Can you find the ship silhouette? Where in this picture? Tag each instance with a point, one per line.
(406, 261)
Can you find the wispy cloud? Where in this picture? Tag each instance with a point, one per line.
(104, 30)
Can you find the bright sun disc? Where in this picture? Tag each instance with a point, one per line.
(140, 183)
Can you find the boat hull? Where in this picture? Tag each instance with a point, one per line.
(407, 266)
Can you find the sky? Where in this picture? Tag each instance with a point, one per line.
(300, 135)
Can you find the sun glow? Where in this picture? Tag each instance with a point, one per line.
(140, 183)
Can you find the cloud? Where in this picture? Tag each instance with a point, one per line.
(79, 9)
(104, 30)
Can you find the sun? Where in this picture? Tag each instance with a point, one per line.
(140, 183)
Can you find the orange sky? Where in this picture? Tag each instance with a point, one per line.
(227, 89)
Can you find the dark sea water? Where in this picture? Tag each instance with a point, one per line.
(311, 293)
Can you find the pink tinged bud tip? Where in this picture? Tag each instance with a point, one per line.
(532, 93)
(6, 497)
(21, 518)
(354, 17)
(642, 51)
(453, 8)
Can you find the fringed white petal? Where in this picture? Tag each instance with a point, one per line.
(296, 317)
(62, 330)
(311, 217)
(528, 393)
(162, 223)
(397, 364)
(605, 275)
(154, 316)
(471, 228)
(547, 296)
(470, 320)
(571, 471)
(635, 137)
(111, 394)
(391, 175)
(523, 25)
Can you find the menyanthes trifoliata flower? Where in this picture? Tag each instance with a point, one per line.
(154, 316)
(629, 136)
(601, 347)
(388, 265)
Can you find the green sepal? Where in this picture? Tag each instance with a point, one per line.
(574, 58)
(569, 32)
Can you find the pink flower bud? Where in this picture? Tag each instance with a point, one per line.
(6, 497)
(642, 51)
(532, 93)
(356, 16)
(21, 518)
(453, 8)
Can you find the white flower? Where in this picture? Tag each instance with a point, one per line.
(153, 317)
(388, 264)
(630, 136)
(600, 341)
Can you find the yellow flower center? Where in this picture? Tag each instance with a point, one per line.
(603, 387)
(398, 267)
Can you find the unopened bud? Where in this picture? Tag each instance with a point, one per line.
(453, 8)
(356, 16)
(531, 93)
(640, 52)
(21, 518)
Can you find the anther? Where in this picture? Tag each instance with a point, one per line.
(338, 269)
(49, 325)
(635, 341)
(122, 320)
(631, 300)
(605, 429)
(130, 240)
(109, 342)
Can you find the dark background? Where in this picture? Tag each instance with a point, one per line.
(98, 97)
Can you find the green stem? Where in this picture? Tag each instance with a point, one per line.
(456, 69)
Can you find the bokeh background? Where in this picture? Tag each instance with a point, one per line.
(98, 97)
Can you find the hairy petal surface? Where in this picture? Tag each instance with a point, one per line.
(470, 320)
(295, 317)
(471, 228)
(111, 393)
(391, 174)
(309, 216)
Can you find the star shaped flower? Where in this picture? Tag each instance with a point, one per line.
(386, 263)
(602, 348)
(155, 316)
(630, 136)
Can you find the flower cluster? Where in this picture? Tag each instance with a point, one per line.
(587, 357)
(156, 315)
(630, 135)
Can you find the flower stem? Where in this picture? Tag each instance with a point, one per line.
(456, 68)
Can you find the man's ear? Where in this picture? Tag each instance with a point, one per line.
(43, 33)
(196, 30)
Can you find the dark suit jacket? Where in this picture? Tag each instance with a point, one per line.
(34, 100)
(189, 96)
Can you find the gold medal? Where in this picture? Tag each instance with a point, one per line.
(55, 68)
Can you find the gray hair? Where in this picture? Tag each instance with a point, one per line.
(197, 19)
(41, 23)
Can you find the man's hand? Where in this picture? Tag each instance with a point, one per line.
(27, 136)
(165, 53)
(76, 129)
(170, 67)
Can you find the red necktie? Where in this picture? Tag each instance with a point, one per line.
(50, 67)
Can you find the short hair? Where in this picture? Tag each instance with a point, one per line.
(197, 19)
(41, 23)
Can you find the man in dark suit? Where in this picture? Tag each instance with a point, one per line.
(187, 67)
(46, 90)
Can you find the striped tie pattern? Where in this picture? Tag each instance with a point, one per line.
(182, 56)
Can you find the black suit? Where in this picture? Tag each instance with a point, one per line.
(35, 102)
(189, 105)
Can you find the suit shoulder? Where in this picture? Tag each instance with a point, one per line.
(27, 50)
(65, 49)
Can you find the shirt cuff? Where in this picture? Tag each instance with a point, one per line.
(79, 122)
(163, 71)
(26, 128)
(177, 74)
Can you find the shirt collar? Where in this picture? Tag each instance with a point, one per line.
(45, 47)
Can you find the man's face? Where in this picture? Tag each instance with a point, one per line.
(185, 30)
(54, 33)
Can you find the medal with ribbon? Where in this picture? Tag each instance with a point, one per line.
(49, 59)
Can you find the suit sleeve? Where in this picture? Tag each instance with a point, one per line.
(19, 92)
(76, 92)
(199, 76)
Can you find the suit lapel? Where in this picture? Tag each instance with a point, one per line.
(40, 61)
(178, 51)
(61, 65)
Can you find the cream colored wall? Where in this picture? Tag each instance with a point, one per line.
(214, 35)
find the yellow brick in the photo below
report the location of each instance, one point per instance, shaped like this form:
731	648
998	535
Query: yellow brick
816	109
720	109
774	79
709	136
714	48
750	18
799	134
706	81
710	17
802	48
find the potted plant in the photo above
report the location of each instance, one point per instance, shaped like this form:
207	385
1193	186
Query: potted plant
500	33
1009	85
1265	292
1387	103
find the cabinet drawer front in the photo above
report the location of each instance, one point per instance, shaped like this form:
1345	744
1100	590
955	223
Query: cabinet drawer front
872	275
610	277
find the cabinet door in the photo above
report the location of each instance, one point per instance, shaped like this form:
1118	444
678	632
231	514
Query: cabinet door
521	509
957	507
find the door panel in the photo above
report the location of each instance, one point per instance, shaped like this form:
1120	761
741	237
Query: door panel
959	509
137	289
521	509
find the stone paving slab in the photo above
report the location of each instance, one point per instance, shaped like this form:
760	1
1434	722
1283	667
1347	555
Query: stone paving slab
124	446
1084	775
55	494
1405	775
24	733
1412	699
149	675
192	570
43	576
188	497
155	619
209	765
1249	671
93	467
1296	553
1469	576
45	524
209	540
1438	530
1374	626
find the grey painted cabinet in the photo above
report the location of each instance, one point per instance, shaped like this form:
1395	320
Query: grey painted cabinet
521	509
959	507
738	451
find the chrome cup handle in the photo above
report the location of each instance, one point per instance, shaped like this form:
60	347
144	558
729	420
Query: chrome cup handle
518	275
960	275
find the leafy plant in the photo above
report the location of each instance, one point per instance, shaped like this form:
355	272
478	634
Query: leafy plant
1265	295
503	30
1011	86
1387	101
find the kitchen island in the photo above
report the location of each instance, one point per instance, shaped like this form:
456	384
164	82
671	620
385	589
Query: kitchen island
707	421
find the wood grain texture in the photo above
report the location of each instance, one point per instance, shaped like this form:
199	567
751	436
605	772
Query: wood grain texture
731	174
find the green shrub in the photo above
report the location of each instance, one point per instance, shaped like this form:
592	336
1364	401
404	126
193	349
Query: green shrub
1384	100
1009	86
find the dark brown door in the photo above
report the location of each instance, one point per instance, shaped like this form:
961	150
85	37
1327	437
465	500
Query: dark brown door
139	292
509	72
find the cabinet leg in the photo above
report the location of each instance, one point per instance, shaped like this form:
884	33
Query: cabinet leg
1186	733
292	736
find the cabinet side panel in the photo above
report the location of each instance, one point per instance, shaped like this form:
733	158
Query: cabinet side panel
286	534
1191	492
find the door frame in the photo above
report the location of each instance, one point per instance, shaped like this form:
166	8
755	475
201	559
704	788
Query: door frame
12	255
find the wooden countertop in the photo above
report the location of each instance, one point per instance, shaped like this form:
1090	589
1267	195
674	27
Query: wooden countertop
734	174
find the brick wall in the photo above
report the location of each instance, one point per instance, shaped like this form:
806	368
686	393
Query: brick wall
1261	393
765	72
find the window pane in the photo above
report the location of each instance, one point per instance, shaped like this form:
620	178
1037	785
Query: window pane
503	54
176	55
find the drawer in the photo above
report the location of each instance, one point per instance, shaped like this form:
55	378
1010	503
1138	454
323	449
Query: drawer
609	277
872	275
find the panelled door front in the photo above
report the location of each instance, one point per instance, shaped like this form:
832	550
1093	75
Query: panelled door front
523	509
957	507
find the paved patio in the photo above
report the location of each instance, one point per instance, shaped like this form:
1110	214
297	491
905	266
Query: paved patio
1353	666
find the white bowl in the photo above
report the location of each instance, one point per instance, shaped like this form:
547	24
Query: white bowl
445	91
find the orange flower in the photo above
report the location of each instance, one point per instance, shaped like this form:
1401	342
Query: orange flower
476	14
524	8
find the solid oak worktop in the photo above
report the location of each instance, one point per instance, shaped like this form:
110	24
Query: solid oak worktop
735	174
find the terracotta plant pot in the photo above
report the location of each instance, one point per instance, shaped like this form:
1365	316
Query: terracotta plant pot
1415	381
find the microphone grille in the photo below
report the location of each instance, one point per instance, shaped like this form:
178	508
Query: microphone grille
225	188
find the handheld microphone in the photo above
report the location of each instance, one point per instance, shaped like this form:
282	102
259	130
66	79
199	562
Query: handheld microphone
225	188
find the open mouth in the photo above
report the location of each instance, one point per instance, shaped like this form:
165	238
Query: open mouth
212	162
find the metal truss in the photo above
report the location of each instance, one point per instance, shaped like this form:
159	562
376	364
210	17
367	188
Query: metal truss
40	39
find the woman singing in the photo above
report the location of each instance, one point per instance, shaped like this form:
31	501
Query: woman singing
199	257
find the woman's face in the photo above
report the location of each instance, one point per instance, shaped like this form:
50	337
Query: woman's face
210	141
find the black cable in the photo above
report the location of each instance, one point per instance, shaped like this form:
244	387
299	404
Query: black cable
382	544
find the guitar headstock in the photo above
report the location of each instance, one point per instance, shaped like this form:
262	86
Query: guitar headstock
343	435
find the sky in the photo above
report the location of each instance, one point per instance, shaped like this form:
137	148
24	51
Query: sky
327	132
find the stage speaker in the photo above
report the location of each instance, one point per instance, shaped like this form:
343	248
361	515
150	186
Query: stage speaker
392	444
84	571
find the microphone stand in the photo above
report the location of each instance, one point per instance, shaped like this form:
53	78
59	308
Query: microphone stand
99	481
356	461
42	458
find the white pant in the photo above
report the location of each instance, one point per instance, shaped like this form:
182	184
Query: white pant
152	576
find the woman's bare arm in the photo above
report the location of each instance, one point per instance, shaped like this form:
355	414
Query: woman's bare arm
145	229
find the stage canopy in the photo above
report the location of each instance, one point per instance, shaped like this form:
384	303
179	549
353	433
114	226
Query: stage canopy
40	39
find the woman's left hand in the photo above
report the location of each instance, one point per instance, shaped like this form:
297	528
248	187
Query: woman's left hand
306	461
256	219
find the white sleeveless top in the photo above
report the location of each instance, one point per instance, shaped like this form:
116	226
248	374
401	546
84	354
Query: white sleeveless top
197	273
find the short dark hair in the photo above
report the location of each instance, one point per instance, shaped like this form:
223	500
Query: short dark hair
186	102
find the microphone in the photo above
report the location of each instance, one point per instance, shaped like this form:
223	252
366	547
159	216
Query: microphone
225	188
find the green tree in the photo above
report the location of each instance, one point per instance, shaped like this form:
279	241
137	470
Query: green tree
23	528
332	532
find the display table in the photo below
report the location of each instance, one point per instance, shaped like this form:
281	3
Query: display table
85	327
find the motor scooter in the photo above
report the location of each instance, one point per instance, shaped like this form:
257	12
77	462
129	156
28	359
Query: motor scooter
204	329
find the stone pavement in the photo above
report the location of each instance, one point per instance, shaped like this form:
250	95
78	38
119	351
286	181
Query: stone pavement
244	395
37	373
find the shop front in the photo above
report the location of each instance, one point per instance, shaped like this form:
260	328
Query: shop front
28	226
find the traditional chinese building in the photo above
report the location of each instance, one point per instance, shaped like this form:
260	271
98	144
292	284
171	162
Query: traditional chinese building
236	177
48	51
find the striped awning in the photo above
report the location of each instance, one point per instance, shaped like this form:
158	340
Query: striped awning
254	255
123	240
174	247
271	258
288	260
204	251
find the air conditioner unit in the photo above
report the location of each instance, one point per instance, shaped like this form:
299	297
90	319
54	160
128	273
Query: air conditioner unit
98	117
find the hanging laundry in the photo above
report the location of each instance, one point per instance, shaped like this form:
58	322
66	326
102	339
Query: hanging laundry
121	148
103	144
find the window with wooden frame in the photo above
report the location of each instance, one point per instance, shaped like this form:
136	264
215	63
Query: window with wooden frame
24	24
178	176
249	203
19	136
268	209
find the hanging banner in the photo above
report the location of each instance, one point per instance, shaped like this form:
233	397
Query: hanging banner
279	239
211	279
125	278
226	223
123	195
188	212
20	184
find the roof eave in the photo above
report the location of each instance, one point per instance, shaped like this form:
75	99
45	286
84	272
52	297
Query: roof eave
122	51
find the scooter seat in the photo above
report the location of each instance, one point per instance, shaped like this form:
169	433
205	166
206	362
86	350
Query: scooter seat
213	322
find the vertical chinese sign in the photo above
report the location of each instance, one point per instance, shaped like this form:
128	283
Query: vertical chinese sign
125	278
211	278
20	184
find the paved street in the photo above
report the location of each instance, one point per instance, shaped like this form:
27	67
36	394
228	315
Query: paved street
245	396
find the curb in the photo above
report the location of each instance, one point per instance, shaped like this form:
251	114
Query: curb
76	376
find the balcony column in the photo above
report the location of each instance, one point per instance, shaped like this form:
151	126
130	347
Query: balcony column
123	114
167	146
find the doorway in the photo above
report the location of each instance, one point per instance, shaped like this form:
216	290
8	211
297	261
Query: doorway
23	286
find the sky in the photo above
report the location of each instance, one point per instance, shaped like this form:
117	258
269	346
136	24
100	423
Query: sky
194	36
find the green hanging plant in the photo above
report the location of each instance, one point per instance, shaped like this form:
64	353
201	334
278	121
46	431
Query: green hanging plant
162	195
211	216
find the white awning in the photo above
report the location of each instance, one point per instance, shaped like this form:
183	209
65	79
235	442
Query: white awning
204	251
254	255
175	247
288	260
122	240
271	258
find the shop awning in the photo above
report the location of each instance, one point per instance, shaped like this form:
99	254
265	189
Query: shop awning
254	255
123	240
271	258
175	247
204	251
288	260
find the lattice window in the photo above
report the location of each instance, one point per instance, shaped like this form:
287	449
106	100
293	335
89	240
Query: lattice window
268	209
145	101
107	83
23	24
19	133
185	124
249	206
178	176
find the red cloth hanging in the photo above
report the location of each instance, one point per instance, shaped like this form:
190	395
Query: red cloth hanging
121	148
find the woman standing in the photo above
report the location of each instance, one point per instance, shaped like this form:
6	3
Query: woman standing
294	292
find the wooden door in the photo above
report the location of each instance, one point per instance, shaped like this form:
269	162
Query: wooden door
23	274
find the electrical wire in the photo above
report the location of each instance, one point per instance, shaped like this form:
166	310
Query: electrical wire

---*---

## Task description
After going through the entries, say how many lines contain the string "electrical". Nothing else belongs in the reply.

## Exercise result
2